• **PROBLEM STATEMENT**:
Set down all of the data that follows word for word, without the images.

------------------------------------

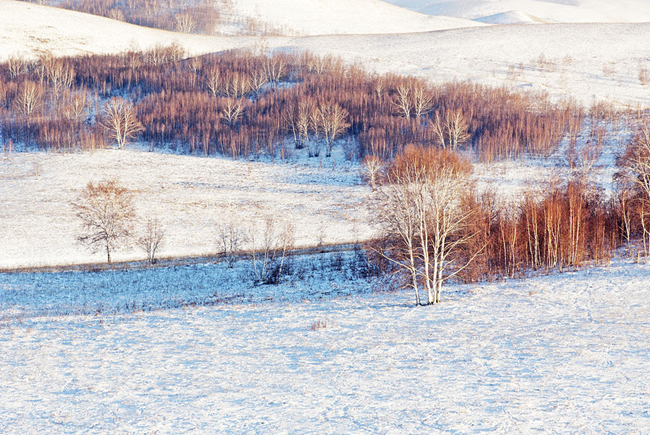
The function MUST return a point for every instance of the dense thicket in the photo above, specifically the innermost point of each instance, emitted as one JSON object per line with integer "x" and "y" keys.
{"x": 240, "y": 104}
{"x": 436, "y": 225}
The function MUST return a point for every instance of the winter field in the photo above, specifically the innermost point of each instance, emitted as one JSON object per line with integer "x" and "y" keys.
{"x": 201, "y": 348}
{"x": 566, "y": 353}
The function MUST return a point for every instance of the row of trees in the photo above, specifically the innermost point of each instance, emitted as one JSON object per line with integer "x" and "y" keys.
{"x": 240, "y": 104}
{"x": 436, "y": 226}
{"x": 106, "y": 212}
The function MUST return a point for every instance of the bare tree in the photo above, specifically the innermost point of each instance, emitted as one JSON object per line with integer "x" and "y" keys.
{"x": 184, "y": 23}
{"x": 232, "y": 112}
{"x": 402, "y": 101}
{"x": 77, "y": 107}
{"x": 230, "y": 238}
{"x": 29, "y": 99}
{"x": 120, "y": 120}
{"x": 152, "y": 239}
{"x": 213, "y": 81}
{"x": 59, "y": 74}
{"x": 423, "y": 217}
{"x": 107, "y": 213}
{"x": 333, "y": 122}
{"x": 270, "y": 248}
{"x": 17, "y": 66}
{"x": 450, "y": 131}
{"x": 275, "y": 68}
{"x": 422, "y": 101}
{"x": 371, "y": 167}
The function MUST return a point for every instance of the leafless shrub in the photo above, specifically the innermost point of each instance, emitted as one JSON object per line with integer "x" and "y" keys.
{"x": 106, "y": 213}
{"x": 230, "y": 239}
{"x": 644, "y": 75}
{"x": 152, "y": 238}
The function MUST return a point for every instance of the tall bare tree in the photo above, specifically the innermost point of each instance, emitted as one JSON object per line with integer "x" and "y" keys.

------------------------------------

• **RIGHT ANSWER**:
The function MUST return a point for every instance of the dense thicket in the photo above, specifically the innermost point of each instance, emitted as one JSON object per line with integer "x" and "y" keys.
{"x": 240, "y": 104}
{"x": 436, "y": 225}
The function MUST return a point for every instance of the winter field in the photo above, specifically the innermost point of each instance, emitted as one JSON object per line with integer "x" and "y" keys.
{"x": 201, "y": 348}
{"x": 566, "y": 353}
The function MUST return a point for every instance of the row of trees in the photo above, specifically the innermost point of each instance, emitted as one JSON object per line with integer "x" and "y" keys.
{"x": 240, "y": 104}
{"x": 436, "y": 226}
{"x": 106, "y": 212}
The function MUST return a point for every instance of the bare tree in the photo above, specifically the innermost point of each instance, emitted as one JSON object per line with integer "x" and "y" keys.
{"x": 184, "y": 23}
{"x": 232, "y": 112}
{"x": 402, "y": 101}
{"x": 77, "y": 107}
{"x": 230, "y": 238}
{"x": 29, "y": 99}
{"x": 120, "y": 120}
{"x": 152, "y": 239}
{"x": 213, "y": 81}
{"x": 59, "y": 74}
{"x": 423, "y": 217}
{"x": 107, "y": 213}
{"x": 333, "y": 122}
{"x": 270, "y": 248}
{"x": 17, "y": 66}
{"x": 450, "y": 131}
{"x": 275, "y": 68}
{"x": 422, "y": 101}
{"x": 371, "y": 167}
The function MUST return a point for every instance of the leafless shrub in the photo above, specifically the innermost point of each instance, emitted as one JSON object per line with integer "x" and "y" keys.
{"x": 106, "y": 213}
{"x": 230, "y": 239}
{"x": 644, "y": 75}
{"x": 152, "y": 238}
The function MUST return a point for every instance of the tall bare tree in the photo above, specifically the innermost point of each instance, emitted as one JSON object per line with integer "x" and "y" keys.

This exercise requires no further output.